[Records from a data collection]
<<<<
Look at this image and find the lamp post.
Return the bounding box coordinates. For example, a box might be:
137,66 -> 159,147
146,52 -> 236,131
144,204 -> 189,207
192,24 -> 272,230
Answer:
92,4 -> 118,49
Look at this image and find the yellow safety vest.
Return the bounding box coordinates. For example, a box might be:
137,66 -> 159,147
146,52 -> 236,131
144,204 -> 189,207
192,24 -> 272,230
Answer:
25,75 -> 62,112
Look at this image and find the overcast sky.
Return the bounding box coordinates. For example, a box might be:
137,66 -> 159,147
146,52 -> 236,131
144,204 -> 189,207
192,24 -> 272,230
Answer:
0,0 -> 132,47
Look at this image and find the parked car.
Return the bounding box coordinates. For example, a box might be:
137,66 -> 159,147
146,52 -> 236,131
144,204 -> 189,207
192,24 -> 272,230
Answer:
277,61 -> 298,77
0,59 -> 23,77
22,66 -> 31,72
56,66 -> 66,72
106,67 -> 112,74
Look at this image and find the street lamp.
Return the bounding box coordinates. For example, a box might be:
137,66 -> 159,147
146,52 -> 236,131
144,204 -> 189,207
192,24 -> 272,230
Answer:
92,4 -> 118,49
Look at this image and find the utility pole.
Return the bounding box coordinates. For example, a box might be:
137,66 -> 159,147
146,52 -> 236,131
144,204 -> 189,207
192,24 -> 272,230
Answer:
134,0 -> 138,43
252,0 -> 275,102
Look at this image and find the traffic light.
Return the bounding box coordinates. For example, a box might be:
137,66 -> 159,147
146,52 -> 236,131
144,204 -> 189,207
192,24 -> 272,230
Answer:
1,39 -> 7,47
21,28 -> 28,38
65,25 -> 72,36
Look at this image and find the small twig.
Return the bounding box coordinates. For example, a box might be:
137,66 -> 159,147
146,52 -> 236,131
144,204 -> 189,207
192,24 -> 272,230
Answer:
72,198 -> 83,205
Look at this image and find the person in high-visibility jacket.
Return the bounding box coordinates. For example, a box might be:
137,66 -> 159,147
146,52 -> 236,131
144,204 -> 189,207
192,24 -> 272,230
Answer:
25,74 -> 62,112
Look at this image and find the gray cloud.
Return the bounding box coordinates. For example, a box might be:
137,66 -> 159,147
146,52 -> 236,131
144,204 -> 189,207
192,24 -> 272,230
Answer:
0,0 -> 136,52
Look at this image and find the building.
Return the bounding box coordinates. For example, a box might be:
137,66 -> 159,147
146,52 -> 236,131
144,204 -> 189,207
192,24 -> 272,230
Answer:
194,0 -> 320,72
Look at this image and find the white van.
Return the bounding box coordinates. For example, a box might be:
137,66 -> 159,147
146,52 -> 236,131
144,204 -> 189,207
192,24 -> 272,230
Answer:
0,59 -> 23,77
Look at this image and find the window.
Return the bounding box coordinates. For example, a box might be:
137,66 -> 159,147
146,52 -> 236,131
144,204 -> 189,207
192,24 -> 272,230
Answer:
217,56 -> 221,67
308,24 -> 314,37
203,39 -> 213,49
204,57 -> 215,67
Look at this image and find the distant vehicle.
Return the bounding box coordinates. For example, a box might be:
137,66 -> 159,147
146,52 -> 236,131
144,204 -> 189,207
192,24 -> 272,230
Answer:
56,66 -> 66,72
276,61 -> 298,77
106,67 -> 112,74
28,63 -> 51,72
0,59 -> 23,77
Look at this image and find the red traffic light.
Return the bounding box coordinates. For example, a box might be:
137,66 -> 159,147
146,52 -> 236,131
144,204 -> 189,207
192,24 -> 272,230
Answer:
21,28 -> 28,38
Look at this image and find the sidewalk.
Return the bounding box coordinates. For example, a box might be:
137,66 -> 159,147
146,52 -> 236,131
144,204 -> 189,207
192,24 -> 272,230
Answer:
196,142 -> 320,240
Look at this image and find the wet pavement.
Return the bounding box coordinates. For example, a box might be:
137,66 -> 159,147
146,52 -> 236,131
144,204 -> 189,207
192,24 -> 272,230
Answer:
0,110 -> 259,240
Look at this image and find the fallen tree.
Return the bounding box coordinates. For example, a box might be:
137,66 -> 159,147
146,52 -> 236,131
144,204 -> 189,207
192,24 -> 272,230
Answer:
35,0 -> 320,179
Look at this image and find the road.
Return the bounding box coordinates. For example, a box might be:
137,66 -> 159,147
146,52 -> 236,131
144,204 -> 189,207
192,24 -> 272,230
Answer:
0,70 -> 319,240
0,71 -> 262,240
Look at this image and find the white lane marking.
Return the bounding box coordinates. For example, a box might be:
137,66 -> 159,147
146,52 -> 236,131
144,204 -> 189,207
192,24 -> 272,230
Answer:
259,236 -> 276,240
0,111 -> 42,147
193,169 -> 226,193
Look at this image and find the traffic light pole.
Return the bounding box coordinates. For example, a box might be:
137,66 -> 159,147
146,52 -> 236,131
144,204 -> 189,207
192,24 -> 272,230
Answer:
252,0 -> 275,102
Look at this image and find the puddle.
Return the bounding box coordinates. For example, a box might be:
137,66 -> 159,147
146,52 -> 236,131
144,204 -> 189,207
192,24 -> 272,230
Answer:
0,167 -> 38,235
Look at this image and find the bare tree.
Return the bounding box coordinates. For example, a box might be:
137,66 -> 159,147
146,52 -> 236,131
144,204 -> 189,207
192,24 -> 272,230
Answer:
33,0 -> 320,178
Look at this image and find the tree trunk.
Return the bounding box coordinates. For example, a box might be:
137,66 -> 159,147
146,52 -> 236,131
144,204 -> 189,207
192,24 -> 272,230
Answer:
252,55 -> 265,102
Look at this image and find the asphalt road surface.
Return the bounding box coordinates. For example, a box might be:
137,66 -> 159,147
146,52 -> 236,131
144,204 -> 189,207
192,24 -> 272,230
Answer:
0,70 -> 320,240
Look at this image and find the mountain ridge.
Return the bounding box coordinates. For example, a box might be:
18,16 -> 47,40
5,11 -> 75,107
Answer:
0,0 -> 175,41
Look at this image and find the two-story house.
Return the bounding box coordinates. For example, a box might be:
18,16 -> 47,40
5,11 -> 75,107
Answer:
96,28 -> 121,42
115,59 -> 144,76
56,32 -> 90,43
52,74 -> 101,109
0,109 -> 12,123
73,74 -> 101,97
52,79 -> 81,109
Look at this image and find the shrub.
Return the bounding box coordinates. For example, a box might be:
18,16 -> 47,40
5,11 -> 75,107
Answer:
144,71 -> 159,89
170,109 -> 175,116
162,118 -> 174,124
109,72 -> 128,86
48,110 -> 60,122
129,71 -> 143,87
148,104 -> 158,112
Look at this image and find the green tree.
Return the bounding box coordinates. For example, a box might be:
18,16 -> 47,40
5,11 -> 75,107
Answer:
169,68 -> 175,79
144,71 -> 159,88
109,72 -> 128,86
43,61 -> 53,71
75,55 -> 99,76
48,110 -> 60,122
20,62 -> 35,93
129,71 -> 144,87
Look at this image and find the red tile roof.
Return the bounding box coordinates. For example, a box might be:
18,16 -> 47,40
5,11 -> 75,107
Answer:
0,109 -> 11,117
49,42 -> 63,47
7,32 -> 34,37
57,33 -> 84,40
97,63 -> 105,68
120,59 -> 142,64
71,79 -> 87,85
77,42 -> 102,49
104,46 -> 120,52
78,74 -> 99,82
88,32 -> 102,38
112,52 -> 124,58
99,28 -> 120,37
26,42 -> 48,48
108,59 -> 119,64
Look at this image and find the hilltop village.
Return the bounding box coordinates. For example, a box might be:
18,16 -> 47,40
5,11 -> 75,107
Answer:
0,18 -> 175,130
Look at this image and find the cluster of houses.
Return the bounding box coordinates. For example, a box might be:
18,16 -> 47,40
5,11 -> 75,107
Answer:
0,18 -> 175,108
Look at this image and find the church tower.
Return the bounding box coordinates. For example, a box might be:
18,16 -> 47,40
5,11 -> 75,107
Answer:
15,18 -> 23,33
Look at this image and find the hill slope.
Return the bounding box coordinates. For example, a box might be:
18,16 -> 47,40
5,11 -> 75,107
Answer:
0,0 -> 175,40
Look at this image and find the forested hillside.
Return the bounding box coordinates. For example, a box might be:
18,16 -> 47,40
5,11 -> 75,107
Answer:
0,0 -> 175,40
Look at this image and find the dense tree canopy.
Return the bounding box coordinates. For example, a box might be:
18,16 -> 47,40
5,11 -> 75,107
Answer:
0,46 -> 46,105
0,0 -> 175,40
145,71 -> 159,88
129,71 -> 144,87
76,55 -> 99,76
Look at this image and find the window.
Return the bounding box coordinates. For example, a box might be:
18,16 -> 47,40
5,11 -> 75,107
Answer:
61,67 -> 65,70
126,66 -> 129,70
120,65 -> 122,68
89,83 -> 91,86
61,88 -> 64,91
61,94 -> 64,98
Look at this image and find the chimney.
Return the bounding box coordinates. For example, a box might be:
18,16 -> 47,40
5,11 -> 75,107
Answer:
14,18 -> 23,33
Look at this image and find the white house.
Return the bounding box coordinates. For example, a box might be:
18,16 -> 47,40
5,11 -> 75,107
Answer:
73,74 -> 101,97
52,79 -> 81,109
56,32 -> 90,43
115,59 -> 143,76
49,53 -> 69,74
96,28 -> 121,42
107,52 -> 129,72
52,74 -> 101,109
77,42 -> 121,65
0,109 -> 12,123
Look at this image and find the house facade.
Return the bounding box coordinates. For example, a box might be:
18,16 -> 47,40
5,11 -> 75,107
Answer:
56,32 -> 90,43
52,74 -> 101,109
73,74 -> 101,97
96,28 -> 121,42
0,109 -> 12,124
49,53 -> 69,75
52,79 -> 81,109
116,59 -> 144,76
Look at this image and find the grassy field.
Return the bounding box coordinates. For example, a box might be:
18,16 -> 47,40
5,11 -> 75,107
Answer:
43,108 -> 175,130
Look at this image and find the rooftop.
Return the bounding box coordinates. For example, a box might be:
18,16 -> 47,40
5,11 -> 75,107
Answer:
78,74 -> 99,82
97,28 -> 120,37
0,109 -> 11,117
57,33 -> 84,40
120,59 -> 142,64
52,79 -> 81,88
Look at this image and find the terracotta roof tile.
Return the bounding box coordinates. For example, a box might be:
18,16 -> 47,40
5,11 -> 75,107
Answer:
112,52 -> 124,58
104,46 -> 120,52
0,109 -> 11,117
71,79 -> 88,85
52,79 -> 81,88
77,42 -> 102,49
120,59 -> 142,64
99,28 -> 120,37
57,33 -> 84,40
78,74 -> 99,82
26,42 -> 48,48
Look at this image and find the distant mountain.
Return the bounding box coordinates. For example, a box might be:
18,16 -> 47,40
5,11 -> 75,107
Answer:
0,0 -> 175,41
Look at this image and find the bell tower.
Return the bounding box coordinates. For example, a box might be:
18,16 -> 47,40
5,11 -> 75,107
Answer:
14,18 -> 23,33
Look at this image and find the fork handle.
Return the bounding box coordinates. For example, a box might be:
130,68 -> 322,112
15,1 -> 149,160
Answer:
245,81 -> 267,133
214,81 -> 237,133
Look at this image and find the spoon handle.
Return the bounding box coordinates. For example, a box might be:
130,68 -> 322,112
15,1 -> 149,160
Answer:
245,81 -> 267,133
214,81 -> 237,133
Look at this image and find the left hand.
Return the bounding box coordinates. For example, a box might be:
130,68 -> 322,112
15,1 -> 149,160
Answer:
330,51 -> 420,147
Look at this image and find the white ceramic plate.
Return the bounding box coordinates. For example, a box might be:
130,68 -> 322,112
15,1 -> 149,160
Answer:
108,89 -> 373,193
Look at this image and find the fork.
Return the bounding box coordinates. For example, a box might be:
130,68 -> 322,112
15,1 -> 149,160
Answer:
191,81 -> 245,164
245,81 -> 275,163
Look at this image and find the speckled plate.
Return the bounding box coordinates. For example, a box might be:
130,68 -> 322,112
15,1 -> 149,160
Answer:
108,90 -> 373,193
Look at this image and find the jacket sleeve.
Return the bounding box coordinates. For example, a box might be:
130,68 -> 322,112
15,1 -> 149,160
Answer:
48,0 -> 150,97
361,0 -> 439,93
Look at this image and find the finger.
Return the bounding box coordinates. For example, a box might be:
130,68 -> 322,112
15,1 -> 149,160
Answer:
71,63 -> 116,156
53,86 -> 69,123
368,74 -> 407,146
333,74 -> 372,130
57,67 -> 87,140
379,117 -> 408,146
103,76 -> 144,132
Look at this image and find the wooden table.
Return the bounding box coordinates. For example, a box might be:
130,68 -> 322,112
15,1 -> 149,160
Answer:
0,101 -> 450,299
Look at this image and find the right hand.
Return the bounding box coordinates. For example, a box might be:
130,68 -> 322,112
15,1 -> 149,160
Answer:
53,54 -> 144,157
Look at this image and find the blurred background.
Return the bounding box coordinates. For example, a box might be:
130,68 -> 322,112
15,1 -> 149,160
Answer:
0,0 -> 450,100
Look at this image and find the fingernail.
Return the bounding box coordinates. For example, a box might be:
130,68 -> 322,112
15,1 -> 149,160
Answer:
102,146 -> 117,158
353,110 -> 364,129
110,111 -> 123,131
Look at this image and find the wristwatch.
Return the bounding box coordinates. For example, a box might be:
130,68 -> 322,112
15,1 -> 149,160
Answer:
>>>>
◆ What you have to do ◆
Rewrite the rows from the line with "Look at this image and find the mountain" up to and including the line with "148,104 -> 158,112", keeping the requests, and offset every coordinate in the answer boxes by -36. Leave the sample boxes in the requests unchanged.

◆ The reply ◆
Look at this image and find the mountain ridge.
Return the bounding box coordinates. For example, a box might be:
18,16 -> 47,40
5,11 -> 75,107
Answer:
-36,-36 -> 139,5
Look at this image and find the two-story house.
Return the bounding box coordinates. For example, a box might be:
18,16 -> 47,40
5,11 -> 75,107
Answer:
60,-8 -> 85,6
79,23 -> 108,40
20,-4 -> 54,7
16,38 -> 65,73
-36,73 -> -24,87
37,38 -> 65,61
16,43 -> 45,73
Look at this image and find the shrub.
Return the bounding box coordinates. For example, a box might be:
18,16 -> 47,40
5,11 -> 75,107
Answer:
108,35 -> 123,53
134,73 -> 139,80
126,82 -> 138,88
73,36 -> 92,50
12,74 -> 24,86
93,35 -> 107,51
112,68 -> 122,76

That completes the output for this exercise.